• Directive: Quote all of the lines below word for word, leaving out the pictures.

═════ Records ═════

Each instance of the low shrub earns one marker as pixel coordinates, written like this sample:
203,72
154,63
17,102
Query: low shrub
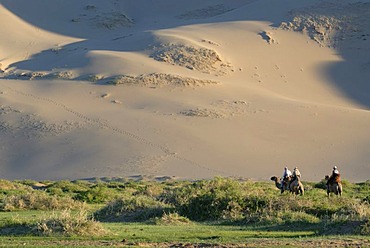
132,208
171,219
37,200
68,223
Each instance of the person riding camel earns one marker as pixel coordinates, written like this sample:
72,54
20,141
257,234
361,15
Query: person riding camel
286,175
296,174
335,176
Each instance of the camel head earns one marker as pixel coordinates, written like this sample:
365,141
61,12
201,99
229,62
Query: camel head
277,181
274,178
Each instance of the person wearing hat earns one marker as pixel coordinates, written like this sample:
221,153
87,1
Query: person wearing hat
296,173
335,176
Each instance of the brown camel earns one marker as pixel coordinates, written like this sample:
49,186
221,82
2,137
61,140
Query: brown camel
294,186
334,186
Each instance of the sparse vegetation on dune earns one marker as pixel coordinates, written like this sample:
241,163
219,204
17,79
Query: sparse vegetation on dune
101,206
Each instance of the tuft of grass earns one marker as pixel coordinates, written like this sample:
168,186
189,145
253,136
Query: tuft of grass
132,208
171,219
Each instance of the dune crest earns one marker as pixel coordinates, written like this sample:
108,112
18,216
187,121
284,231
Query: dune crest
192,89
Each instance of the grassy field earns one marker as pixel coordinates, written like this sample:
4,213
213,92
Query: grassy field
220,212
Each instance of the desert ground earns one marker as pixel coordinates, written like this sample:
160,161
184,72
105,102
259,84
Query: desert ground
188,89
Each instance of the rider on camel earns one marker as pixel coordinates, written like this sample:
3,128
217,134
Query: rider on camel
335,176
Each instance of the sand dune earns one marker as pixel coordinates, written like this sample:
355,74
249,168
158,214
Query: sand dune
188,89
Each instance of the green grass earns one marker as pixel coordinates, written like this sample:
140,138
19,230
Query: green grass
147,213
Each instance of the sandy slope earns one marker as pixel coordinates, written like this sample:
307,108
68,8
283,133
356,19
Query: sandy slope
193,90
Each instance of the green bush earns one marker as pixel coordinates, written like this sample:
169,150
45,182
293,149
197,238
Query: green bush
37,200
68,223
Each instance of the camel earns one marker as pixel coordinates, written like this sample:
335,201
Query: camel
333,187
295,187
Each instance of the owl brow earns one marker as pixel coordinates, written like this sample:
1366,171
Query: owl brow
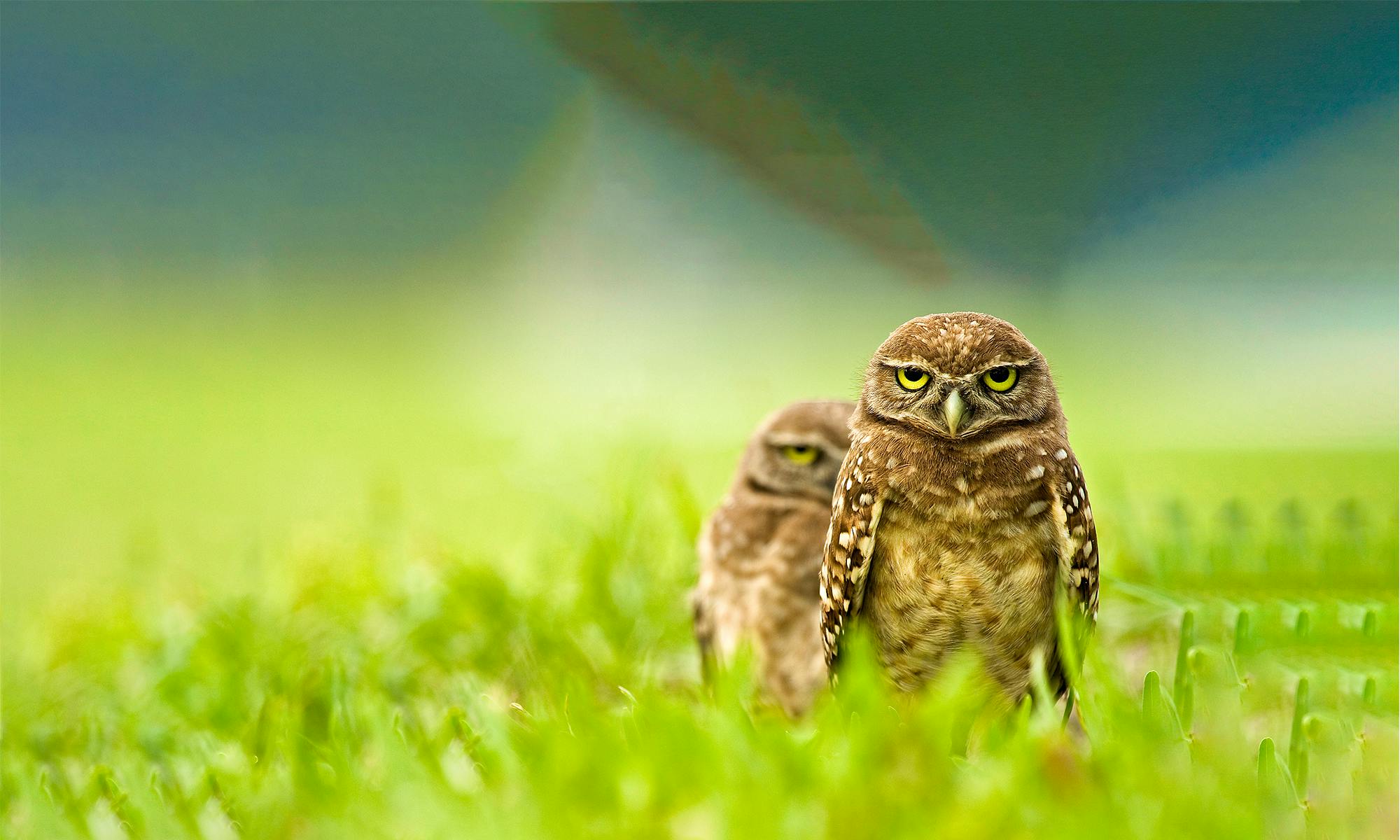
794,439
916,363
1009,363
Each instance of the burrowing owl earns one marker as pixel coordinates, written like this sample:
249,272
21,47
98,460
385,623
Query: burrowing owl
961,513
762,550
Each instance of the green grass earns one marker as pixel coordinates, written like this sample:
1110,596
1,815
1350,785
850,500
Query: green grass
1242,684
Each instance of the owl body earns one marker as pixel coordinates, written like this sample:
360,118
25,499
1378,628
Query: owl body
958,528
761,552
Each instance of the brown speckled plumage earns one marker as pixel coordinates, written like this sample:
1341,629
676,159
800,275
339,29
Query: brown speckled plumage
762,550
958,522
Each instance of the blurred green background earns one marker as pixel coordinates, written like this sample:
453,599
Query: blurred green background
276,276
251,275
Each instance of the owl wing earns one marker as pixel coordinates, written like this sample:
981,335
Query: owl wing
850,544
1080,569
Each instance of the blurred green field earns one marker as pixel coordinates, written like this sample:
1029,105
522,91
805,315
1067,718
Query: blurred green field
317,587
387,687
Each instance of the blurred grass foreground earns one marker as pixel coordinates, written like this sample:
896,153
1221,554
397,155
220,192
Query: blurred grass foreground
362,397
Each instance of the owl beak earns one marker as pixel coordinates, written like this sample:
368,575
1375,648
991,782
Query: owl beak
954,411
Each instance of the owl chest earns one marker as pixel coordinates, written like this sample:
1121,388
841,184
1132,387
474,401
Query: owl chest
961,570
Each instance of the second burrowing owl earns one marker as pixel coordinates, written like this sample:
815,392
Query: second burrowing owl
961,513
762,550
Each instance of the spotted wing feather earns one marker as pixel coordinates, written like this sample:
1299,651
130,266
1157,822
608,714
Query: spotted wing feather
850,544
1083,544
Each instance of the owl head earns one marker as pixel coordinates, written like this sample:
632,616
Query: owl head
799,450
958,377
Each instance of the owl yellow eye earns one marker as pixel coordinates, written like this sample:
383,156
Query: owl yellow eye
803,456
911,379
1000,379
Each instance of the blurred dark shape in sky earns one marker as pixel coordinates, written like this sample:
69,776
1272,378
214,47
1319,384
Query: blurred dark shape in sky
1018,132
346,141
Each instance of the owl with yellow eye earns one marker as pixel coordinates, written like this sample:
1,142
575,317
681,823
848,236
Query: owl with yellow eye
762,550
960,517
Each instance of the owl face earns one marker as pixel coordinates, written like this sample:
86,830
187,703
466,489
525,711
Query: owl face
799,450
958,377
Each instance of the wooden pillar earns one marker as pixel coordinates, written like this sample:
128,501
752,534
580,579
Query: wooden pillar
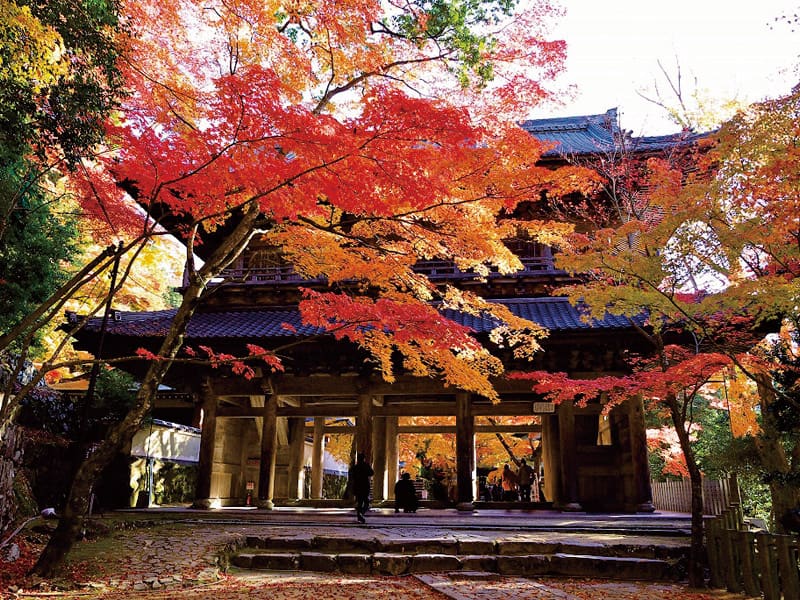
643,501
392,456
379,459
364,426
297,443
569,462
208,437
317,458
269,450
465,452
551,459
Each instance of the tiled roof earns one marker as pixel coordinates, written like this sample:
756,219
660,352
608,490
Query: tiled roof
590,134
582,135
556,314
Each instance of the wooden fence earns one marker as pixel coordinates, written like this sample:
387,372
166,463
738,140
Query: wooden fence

═════

• Task result:
Each instance of the low shrub earns one marker as pixel coordinates, written like this sample:
203,72
154,63
17,102
Query: low shrub
132,208
171,219
37,200
68,223
Each instance of the person riding camel earns one marker as pixel coordinates, written like this sample:
72,54
20,141
257,234
361,15
Query: person riding camel
286,175
296,174
335,176
Each instance of the camel head earns one marker as pixel coordinates, written like this sample:
365,141
61,12
201,99
229,62
Query: camel head
277,181
274,178
Each instance of the person wearing hat earns one marker as pixel coordinates, written like this sample:
221,153
87,1
Query: person wearing hat
296,173
335,176
Each instance of the brown camel earns one marker as pixel coordinates, written like this sample:
49,186
221,82
2,137
61,140
Query: brown camel
294,186
334,186
Each instance of the sparse vegetation on dune earns one marker as pixel coordinates, written like this sample:
241,163
219,204
17,79
Query: sparse vegetation on dune
101,206
Each instance of the tuft of grass earns one marker as pixel coordinates, written like this sample:
168,186
189,145
253,136
Query: tuft of grass
132,208
171,219
Each instance of the dune crest earns one marker as pixel coordinates, written like this sample:
108,112
18,216
187,121
284,231
Query: dune crest
192,89
Each instance of the grassy field earns one marker as pixel coordinates, written like this sample:
4,213
213,92
Query: grassy field
220,212
Each instance of the desert ground earns one marker as pixel coordinates, written like this sample:
160,161
184,72
105,102
259,84
Query: desert ground
188,89
Each instance of the rider on camel earns one marker as pixel coordinates, written like this sample:
3,128
217,134
Query: rider on camel
335,176
Each instance of the sand dune earns one marker as pixel coordinates, written like this sample:
355,74
249,168
158,214
Query: sand dune
188,89
Each instance of the green grass earns one marker as pixel coordinates, written like this sample:
140,138
19,230
Query: green grass
147,213
Each instance of the sandy slope earns one marker as pixel coordinates, written like this sample:
307,108
68,8
283,133
356,19
Query: sandy slope
193,90
Each instance of the green bush earns one marker as pixel coordinates, written like this sample:
169,150
45,182
293,149
197,238
Query: green bush
37,200
68,223
Each instance of the camel earns one marker as pixel coordinates, written like this sample:
335,201
Query: camel
333,187
295,187
Each instance of the owl brow earns one marker as pixel coordinates, written like this sample:
1366,171
Query: owl brow
794,439
916,363
1009,363
Each instance of the burrowing owl earns one marker as pixel coordinates, written like this sample:
249,272
21,47
98,460
385,623
Query: burrowing owl
961,513
762,550
Each instance of the green grass earns one marker as pixel coordinates, written like this sample:
1110,596
1,815
1350,785
850,500
Query: green grass
1242,684
Each instance of the owl body earns one marker as pixel coordinates, written like this sample:
360,118
25,499
1378,628
Query: owl body
958,528
761,552
Each instance of the brown speckled plumage earns one marker as pixel coordinates, written like this sample:
1341,629
676,159
800,275
339,29
Query: brown speckled plumage
762,550
958,522
Each instance of the blurred green background earns one marker as pixel coordinates, written like this sample:
453,599
Query: blurred green background
276,276
251,275
Each instance of the owl wing earns one marker as pixel coordinates, written like this sample:
981,335
Query: owl wing
850,544
1080,569
Each instance of the blurred green field earns one marker as pixel coordinates, written like this sample:
1029,105
522,91
805,315
1067,718
Query: blurred green field
317,587
387,687
Each instance of the blurred grass foreground earns one marker as pixel coordinates, written like this sample:
896,153
1221,554
397,155
220,192
Query: blurred grass foreground
362,397
Each instance of the owl beak earns one marker as pixel coordinates, written like this sample:
368,575
1375,648
991,782
Query: owl beak
954,411
Each instance of the owl chest earns one marker as pixel coordinates, written like this sample:
1121,388
841,184
1132,387
474,401
Query: owl chest
961,570
Each instance of the second burrowing owl earns one marker as pixel coordinates, written like this sample:
815,392
Query: second burrowing owl
961,513
762,550
Each instance of the spotted wing feather earns one marker as pixel coordinates, written like this sample:
1299,651
130,266
1157,822
608,714
Query: spotted wing feather
850,544
1083,544
Each instance of the owl head earns one marker as pixel coordinates, written like this sample:
632,616
Query: owl head
799,450
958,377
Each instance of the owl yellow eye earns one marker as pixel coordinates, written like this sample:
383,156
Query: owl yellow eye
803,456
911,379
1000,379
Each instance of the blurred dark shape in sky earns one marker as pixel coordinates, written like this sample:
69,776
1272,378
214,47
1319,384
Query: blurred dark shape in sky
1018,132
346,141
Each instance of the owl with yellow eye earns one marker as pixel coordinates, written like this sample:
1,142
575,317
681,823
848,236
Query: owl with yellow eye
762,550
960,517
Each instance of the owl face earns one marker as pixel coordinates, written like this sample:
86,830
187,703
466,489
525,711
Query: owl face
799,450
958,377
Each instance of the wooden pillar earns one marker as pixel coordinates, written like this sample:
128,501
752,534
580,579
Query: wooden pillar
643,501
392,456
379,459
364,426
297,443
569,462
208,437
317,458
269,450
465,452
551,459
Each instance of the tiled roof earns one marker as pixel coordinates, written like this sample:
756,219
660,352
608,490
Query: tiled roof
590,134
582,135
556,314
Each instance of the wooden fence earns one marker as pixel coordinates, written like this sample:
387,372
166,463
738,140
Query: wooden fence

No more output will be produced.